Given information ->
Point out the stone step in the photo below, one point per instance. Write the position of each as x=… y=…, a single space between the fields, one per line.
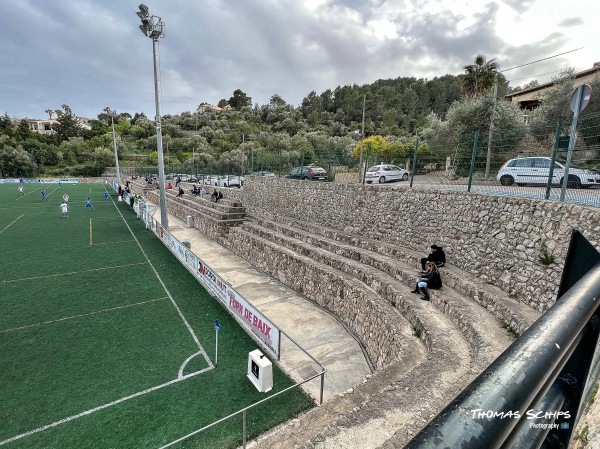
x=394 y=399
x=392 y=281
x=338 y=292
x=515 y=316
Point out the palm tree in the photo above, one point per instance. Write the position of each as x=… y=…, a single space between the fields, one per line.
x=479 y=77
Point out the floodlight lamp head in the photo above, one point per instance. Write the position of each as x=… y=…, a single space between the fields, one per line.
x=143 y=11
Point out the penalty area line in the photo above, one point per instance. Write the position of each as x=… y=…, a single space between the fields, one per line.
x=102 y=407
x=82 y=315
x=179 y=312
x=73 y=272
x=11 y=224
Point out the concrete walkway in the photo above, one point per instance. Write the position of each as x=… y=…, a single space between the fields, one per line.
x=316 y=330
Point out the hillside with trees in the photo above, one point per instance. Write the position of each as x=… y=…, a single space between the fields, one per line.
x=326 y=128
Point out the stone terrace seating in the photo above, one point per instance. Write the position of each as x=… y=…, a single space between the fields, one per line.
x=514 y=316
x=213 y=219
x=462 y=337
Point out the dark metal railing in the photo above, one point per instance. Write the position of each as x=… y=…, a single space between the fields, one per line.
x=535 y=392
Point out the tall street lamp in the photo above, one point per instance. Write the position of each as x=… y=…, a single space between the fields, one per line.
x=154 y=28
x=112 y=121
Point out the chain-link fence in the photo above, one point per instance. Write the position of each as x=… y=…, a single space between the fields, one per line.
x=524 y=161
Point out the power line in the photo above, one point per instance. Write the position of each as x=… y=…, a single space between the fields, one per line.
x=539 y=60
x=533 y=76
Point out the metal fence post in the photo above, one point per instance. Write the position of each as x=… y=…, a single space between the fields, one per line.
x=414 y=167
x=556 y=144
x=473 y=155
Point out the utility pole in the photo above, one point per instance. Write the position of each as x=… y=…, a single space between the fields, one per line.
x=362 y=141
x=154 y=28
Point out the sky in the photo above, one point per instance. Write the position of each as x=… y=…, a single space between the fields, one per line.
x=91 y=54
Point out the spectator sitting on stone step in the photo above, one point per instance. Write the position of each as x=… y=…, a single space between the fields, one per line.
x=430 y=279
x=436 y=255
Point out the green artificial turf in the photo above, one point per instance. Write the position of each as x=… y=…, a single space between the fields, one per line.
x=91 y=343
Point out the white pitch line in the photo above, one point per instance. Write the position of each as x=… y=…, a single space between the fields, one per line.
x=11 y=224
x=101 y=407
x=191 y=331
x=72 y=272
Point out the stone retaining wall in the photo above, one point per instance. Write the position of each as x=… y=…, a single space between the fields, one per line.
x=498 y=239
x=214 y=226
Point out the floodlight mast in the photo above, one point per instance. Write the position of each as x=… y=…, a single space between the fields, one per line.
x=154 y=28
x=112 y=121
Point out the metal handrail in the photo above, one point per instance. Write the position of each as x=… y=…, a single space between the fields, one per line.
x=489 y=413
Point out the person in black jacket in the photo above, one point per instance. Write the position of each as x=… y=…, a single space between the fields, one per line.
x=436 y=255
x=430 y=279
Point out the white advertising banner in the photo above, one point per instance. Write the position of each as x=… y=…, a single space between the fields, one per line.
x=246 y=314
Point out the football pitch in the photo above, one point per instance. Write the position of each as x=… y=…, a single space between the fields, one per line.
x=106 y=340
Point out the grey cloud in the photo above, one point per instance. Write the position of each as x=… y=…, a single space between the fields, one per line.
x=571 y=22
x=520 y=5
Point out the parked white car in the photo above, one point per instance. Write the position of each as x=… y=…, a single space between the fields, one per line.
x=385 y=173
x=536 y=170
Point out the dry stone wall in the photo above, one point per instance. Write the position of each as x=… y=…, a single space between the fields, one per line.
x=498 y=239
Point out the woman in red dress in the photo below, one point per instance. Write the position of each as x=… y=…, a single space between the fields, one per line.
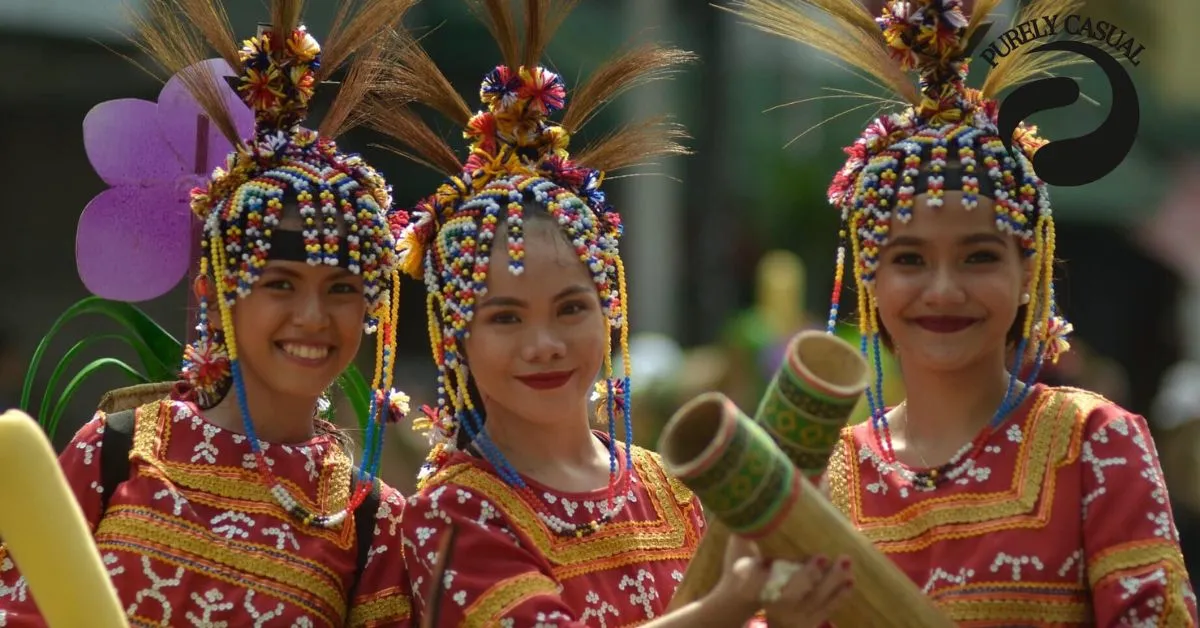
x=1011 y=502
x=240 y=506
x=557 y=524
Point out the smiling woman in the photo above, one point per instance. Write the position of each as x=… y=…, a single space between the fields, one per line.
x=232 y=501
x=519 y=251
x=1007 y=501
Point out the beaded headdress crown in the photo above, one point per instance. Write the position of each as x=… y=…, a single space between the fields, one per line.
x=343 y=203
x=517 y=156
x=945 y=137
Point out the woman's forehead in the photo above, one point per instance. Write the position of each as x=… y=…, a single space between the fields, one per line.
x=952 y=217
x=307 y=271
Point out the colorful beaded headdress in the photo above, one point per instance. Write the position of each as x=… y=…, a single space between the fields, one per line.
x=343 y=202
x=519 y=156
x=946 y=137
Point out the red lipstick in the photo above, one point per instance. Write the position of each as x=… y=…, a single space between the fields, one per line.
x=945 y=324
x=547 y=381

Do this -> Copy out all of the entries above, substituting "one point for each instance" for "one point per instance" wherever it occurs and leaving everything else unchanged. Omit the pictures.

Solution ->
Point out the stone step in the photo below, one point for each instance. Write the position of each as x=… y=…, a single space between the fields, one per line.
x=394 y=399
x=392 y=281
x=338 y=292
x=515 y=316
Point out the palm tree in the photo above, one point for each instance. Write the position of each as x=… y=…, a single space between the fields, one per line.
x=479 y=77
Point out the floodlight lamp head in the photo above, one point for each instance. Write the position of each as x=… y=…, a single space between the fields, one per line.
x=143 y=11
Point out the penalty area line in the photo above, one point for each instance. Write the position of each as x=… y=…, a single space between the fields, one per line.
x=102 y=407
x=82 y=315
x=179 y=312
x=73 y=272
x=11 y=224
Point out the concrete walkway in the photo above, one point for each instance. Write the position of each as x=… y=…, a single space between the fields, one per line.
x=316 y=330
Point out the hillside with trees in the photo above, one point for each instance. Write the position of each as x=… y=…, a single space between the fields, one per line.
x=326 y=128
Point out the stone terrace seating in the photo above, one point for each instance. Write the position of each as x=… y=…, a single space between the fields, one per line.
x=514 y=316
x=213 y=219
x=462 y=337
Point out the dark metal railing in the photo above, one point for each instance. Write the position of each as x=… y=…, a single space between the fields, one per line.
x=535 y=392
Point out the tall street lamp in the photo above, one point for each instance. Write the position of each as x=… y=…, a single space between the fields, one per line.
x=154 y=28
x=112 y=121
Point out the chain-link fence in the photo above, one point for each instance. Write the position of each as x=… y=…, a single space between the fields, one per line.
x=524 y=161
Point out the power line in the photo above, one point for each instance. Write the position of each as x=… y=…, a single space between the fields, one per line.
x=539 y=60
x=533 y=76
Point out the metal fence post in the photo above, one point for each instance. Write the position of each as x=… y=…, a single space between the fields, one per line.
x=414 y=167
x=556 y=144
x=473 y=155
Point out the utility pole in the photo above, one point for each instance. Write the position of each as x=… y=…, a single space between the fields, one per line.
x=362 y=141
x=154 y=28
Point out the sky in the photo above, one point for each instance. Write the position of each as x=… y=…, a single space between the fields, one per line.
x=91 y=54
Point out the spectator sitting on stone step in the photo above, one point for each instance. Write the position of each as x=… y=…, a single space between the fields, one per line.
x=430 y=279
x=436 y=255
Point out the green artificial turf in the photo above, one point for each instance. Write the position of each as x=… y=…, a single space between the fields, one per line.
x=91 y=343
Point out the white pitch line in the photo above, one point for each instance. Write the position of each as x=… y=…, a single space between the fields, one per line.
x=11 y=224
x=101 y=407
x=191 y=331
x=72 y=272
Point out the stone retaining wall in the photo above, one point for each instance. Write the position of each as x=… y=…, a single space between the fields, one per line.
x=498 y=239
x=214 y=226
Point out the floodlight mast in the photo above, one point for each instance. Write the position of each as x=… y=…, a single space between the fields, one per line.
x=154 y=28
x=112 y=121
Point out the metal handrail in the photo above, one point for each instance. Write the position of each as x=… y=…, a single space between the fields, one per line.
x=489 y=413
Point out the person in black jacket in the photo above, one point for each instance. Write the position of each as x=… y=…, a single space between the fields, one per line.
x=436 y=255
x=430 y=279
Point out the white advertising banner in the photo above, one point for each instance. Write the position of each as x=… y=…, a single space between the fields, one per line.
x=246 y=314
Point out the football pitch in the photo above, one point for each instance. Write the position of each as x=… y=…, a single space between the fields, one per line.
x=106 y=340
Point out the grey cloud in the photo above, one point for each instance. Write the position of each as x=… y=…, a single space between the fields, one per line.
x=571 y=22
x=520 y=5
Point out the parked white car in the photo above, one point for each instance. Write the position of each as x=… y=…, a single space between the fields, one per line.
x=385 y=173
x=536 y=170
Point out the dry stone wall in the photo above, one point for each instance. Write the position of each as x=… y=…, a single space between the fields, one per line.
x=498 y=239
Point out the woman in red dress in the photo below, one point for each instance. Write the position of each as x=… y=…, a single space between the fields, one per line.
x=1011 y=502
x=240 y=506
x=557 y=524
Point out the smiling woman in the photo above, one point for each instance. Write the position of each as x=… y=…, a single space between the fields, one per line.
x=232 y=501
x=519 y=251
x=1007 y=501
Point out the beaded headdress crown in the photo above, one point for each instance. Write the position of each as x=… y=…, a single space between the fields, one per line.
x=343 y=203
x=517 y=156
x=945 y=137
Point out the woman's forehead in the photo above, one point for each instance. Write the position of each as x=… y=…, a single space between the fields, one per line.
x=952 y=217
x=307 y=271
Point out the colorful beaded headdress in the photo above, one point for each instance. Write the position of each as x=… y=…, a single space between the fields, one per line.
x=343 y=202
x=519 y=156
x=946 y=137
Point out the red lipstick in the photo above, one point for each instance. Write the position of each as x=… y=…, a single space between the fields, one per line.
x=945 y=324
x=547 y=381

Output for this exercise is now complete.